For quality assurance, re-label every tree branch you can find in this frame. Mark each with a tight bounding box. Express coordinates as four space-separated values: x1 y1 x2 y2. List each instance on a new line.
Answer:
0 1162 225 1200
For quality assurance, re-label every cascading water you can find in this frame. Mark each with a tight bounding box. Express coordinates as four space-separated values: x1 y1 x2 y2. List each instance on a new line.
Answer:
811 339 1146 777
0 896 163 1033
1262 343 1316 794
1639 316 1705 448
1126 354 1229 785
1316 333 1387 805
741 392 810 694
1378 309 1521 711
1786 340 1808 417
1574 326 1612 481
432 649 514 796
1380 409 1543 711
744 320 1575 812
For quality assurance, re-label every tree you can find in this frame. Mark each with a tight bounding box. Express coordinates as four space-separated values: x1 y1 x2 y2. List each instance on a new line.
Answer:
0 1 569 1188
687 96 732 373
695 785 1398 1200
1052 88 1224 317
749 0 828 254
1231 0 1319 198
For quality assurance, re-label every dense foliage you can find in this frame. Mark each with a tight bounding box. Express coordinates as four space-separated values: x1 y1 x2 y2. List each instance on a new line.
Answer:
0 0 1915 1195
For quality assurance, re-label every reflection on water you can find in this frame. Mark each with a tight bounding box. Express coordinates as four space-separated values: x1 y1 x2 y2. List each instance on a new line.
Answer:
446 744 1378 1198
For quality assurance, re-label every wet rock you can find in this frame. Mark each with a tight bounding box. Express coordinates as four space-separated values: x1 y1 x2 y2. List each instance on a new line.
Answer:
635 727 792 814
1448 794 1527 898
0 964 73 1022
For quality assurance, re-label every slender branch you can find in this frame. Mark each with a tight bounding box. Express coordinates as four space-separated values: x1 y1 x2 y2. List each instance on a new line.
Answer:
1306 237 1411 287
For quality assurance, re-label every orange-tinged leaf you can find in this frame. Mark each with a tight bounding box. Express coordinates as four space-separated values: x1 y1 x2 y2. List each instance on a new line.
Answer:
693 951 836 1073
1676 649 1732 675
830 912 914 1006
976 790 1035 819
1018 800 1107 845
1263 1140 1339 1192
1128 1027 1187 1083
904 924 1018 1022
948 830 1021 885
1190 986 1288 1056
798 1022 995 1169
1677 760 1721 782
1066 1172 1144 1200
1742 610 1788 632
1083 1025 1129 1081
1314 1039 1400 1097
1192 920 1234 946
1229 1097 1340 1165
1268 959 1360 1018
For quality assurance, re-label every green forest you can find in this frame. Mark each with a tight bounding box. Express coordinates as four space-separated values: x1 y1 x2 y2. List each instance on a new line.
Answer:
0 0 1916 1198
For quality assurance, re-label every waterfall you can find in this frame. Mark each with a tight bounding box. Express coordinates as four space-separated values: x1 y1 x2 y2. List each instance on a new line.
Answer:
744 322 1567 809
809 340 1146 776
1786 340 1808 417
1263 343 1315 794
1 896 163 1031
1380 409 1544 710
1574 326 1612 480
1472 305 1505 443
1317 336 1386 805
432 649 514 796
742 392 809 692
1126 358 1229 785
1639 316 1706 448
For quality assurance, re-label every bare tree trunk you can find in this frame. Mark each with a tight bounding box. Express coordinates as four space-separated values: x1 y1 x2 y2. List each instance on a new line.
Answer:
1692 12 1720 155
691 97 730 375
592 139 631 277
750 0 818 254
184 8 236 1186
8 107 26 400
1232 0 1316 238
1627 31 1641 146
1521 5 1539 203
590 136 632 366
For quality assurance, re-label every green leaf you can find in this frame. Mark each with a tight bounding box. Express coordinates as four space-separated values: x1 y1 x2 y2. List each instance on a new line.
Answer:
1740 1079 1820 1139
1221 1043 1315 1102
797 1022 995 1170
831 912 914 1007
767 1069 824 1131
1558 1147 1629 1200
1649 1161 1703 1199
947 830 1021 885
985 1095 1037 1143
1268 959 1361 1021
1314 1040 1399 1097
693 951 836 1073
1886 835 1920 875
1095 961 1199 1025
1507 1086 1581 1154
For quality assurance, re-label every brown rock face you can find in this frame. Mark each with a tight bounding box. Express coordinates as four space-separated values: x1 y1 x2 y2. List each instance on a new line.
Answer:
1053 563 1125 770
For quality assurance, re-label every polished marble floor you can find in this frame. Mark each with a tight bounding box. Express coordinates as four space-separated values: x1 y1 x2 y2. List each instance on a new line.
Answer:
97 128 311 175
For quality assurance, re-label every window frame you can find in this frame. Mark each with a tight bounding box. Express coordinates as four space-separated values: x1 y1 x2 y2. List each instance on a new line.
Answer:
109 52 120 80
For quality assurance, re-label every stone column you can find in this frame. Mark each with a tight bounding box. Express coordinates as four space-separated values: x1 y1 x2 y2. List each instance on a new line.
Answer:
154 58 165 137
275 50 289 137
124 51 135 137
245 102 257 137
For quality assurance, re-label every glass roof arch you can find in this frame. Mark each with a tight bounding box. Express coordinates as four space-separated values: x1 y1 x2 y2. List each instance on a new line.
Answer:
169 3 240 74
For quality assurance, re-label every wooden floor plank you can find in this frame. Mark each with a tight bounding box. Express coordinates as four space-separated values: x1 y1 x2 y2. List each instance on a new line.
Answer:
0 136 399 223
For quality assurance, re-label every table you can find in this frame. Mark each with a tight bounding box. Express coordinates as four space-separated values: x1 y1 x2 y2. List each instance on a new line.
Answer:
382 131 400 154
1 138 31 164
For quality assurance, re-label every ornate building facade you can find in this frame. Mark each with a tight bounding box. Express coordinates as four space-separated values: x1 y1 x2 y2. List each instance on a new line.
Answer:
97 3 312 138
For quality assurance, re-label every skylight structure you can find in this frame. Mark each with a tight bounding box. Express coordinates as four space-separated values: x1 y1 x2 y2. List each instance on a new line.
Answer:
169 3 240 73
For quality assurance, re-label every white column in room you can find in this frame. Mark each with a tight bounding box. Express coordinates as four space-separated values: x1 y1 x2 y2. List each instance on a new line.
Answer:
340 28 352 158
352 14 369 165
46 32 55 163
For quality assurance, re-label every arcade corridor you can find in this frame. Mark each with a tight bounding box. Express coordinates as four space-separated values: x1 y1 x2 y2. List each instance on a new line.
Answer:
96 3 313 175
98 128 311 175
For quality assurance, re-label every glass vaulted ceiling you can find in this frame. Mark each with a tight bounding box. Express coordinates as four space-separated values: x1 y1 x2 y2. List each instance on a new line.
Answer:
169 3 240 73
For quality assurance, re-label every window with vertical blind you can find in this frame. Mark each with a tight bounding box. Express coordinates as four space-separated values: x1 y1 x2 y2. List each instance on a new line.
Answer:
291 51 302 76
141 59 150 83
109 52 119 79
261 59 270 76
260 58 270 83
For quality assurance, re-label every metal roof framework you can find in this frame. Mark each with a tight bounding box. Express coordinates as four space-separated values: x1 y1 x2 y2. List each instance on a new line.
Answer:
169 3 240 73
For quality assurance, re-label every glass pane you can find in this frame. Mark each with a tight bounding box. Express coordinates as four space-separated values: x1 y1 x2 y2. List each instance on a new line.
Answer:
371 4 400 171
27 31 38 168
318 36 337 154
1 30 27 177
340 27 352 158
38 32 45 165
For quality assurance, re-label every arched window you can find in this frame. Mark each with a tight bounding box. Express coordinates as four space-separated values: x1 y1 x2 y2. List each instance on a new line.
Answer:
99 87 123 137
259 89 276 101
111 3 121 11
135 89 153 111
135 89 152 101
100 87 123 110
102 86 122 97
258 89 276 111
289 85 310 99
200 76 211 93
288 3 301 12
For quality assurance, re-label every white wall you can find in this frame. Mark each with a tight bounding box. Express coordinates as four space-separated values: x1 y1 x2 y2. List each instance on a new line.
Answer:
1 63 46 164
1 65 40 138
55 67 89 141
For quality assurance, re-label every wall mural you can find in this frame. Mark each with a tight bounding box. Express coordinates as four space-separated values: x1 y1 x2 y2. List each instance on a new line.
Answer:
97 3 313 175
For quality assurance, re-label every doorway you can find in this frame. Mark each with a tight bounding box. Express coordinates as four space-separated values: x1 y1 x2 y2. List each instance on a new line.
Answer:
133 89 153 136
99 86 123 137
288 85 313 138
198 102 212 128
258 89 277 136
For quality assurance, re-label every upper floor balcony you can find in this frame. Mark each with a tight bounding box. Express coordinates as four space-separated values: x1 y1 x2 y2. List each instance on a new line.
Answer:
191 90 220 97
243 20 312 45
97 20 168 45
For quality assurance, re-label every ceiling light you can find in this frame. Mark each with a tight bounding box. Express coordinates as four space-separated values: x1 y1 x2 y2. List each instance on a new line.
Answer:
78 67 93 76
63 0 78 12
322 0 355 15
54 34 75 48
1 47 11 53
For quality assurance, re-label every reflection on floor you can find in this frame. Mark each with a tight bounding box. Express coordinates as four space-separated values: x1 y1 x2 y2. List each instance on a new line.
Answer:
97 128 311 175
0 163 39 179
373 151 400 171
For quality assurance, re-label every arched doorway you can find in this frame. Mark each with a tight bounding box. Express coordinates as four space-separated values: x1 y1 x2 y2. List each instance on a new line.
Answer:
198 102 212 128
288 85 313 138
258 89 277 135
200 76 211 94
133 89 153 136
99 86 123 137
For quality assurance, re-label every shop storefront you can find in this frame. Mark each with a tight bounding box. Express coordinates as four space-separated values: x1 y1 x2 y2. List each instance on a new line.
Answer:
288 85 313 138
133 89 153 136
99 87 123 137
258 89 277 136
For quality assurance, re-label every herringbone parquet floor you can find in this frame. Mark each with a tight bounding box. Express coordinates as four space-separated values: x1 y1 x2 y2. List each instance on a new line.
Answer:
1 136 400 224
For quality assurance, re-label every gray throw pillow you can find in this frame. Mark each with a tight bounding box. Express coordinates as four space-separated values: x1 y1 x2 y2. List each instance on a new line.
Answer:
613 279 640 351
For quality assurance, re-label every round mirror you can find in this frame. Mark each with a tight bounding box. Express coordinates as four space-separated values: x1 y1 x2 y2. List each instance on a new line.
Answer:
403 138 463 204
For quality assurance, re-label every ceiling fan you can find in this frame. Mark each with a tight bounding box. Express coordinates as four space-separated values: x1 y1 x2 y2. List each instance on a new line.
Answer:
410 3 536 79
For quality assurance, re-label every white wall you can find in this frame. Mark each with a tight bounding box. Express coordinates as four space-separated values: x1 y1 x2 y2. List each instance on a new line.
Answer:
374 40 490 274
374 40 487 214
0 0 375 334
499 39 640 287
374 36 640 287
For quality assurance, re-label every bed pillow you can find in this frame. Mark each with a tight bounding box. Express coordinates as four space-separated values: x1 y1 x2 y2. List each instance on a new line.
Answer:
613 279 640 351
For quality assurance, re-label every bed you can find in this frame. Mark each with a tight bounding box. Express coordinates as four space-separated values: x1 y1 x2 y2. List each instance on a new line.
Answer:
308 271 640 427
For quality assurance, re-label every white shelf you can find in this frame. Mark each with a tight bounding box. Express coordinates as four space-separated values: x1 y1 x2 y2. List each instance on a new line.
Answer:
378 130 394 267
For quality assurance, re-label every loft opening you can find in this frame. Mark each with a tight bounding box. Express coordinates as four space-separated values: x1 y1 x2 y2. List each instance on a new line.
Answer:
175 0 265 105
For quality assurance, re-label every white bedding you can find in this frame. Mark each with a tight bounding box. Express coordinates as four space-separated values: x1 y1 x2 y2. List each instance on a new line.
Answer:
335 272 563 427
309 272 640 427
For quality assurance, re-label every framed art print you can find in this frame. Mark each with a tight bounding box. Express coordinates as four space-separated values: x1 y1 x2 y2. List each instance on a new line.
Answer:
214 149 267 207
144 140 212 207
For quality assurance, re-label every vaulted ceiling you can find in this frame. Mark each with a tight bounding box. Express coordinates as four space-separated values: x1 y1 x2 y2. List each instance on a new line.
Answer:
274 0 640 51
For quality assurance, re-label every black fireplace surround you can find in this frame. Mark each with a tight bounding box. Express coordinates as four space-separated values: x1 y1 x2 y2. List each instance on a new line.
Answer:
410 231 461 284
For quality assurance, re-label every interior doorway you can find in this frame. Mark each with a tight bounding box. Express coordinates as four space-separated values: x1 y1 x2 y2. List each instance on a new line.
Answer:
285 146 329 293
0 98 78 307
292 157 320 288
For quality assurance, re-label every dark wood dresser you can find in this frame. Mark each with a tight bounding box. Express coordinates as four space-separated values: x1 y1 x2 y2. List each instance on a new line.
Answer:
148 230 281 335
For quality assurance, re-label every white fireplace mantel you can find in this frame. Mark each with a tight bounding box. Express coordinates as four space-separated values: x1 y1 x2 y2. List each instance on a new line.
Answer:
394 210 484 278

════════════════════

## Exercise brief
Lines holding the string "rock" in the records: how many are there? Give only the number.

## Output of the task
2